── Source data
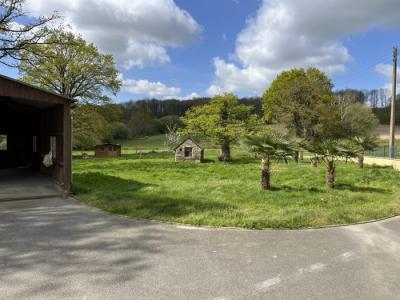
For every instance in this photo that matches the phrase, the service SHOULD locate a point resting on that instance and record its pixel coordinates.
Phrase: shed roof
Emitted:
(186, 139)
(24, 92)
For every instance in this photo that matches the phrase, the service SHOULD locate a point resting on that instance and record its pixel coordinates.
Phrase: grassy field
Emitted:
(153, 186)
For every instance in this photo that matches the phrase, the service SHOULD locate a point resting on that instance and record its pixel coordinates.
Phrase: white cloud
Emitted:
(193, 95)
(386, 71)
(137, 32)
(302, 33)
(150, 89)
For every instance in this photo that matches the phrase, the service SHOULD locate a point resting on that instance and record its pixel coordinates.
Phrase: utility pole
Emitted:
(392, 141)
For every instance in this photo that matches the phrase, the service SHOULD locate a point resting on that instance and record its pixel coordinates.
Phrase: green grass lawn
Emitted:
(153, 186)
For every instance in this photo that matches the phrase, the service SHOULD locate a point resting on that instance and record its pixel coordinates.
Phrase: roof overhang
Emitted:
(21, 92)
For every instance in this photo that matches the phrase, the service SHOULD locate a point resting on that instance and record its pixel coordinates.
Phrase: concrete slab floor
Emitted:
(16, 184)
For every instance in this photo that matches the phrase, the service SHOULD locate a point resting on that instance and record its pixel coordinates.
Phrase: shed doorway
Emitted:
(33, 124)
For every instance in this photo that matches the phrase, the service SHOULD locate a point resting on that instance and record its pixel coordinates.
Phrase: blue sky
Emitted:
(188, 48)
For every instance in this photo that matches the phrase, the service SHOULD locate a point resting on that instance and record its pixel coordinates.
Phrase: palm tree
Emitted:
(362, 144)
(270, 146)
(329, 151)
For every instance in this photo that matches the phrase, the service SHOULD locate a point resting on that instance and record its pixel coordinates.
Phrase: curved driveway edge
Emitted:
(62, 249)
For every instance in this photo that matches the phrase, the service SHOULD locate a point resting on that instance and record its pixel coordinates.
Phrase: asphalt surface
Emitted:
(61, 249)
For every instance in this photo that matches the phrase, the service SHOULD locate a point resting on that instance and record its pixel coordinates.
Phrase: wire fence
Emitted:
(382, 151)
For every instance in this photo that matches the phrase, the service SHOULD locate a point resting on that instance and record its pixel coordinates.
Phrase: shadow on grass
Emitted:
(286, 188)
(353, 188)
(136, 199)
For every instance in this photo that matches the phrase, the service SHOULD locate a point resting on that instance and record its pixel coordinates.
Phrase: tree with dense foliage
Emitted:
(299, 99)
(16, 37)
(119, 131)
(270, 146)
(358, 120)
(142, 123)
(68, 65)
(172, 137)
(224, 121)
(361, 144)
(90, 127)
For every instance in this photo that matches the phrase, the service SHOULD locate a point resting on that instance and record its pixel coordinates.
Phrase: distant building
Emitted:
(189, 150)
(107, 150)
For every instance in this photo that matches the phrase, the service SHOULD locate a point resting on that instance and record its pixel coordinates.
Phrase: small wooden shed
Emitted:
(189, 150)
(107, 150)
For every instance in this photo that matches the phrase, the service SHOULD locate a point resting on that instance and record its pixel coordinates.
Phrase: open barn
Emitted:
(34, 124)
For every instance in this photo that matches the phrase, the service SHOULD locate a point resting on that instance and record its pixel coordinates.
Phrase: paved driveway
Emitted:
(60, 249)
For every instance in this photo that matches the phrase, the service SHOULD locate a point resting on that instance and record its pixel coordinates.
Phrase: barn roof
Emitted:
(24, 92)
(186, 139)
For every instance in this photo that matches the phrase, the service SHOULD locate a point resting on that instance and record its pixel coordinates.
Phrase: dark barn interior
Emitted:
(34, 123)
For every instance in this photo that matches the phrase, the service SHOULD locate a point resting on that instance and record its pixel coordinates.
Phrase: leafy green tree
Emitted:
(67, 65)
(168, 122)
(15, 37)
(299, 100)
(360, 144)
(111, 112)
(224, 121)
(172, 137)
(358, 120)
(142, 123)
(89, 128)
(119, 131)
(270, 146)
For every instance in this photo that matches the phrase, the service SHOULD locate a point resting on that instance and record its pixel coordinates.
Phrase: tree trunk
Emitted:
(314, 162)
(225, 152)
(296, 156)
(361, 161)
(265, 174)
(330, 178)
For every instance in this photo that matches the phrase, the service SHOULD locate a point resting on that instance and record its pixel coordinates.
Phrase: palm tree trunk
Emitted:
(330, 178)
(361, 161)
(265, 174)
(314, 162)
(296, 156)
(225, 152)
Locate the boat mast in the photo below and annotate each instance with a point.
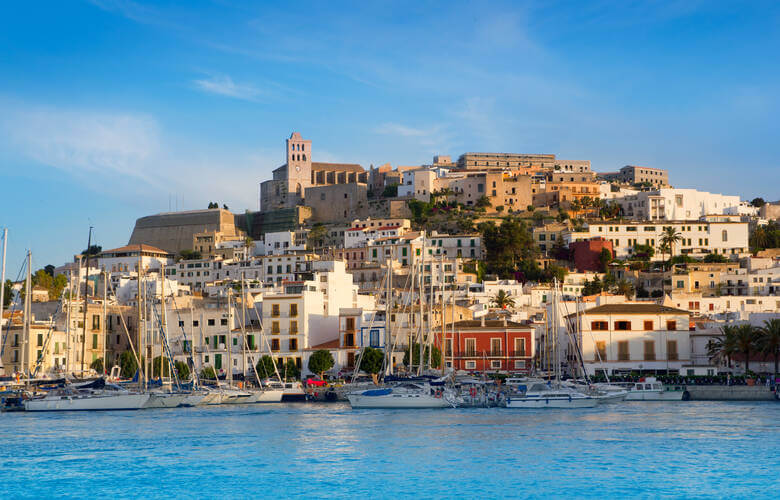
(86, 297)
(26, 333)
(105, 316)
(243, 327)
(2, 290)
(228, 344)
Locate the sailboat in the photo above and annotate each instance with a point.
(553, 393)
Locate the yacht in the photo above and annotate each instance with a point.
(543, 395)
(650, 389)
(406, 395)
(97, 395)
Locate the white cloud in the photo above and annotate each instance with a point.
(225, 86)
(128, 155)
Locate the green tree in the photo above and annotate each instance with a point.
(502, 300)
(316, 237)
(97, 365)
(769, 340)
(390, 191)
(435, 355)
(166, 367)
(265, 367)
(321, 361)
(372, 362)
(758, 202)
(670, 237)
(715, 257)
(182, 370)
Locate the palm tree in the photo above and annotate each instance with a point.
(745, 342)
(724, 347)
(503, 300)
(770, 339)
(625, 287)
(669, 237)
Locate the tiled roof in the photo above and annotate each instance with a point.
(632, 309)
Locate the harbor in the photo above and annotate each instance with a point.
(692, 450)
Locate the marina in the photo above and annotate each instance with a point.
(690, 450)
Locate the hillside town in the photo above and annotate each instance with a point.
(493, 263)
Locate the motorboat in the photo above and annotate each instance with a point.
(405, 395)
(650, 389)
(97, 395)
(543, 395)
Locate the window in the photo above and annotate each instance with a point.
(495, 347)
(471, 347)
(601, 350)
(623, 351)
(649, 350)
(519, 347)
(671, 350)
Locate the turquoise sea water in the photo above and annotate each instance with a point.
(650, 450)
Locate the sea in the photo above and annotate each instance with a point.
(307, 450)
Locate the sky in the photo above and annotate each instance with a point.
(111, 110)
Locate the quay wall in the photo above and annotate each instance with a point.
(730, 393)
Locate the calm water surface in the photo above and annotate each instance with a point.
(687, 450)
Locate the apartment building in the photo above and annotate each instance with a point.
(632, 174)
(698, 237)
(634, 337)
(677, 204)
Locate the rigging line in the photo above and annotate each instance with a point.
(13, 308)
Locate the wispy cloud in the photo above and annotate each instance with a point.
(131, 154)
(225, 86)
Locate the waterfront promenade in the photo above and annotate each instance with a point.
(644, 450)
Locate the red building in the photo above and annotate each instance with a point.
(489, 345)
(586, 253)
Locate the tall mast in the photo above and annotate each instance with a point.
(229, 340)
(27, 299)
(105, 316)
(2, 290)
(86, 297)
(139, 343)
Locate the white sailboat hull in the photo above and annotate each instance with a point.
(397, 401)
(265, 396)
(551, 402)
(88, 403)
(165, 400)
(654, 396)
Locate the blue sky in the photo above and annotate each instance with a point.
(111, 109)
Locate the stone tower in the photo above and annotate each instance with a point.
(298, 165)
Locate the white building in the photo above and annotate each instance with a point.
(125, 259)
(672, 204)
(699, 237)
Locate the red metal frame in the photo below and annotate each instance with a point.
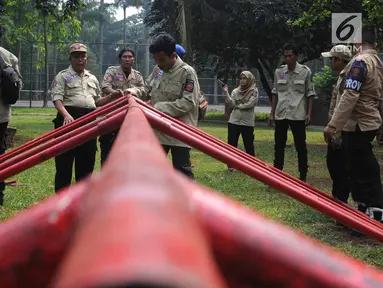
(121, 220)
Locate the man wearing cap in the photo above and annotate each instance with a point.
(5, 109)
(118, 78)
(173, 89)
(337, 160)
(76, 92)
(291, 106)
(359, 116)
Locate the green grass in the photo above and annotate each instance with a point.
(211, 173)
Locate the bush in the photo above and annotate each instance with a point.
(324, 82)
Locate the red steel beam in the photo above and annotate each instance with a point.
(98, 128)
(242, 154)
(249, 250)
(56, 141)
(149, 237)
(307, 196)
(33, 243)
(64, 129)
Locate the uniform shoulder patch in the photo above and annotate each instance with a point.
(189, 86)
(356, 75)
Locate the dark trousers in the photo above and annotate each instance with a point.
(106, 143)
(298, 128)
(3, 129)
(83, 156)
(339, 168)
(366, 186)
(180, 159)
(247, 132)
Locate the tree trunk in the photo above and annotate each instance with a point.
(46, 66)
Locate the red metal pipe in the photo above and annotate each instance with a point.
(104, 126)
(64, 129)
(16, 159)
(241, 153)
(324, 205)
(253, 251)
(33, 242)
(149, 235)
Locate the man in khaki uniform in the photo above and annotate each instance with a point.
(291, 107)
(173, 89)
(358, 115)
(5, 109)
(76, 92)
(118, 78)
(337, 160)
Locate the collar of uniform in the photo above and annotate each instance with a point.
────
Problem description: Begin with the line that contains "Locate the man in" and end with the last line of the records; set down every line in that span exactly, and nothing else.

Exercise result:
Locate the man in khaki uniform in the photo above and annotate each instance with a point.
(291, 107)
(173, 89)
(358, 115)
(5, 109)
(76, 92)
(118, 78)
(337, 160)
Locate the collar of uniform in the photo above and annotate each instance with a point.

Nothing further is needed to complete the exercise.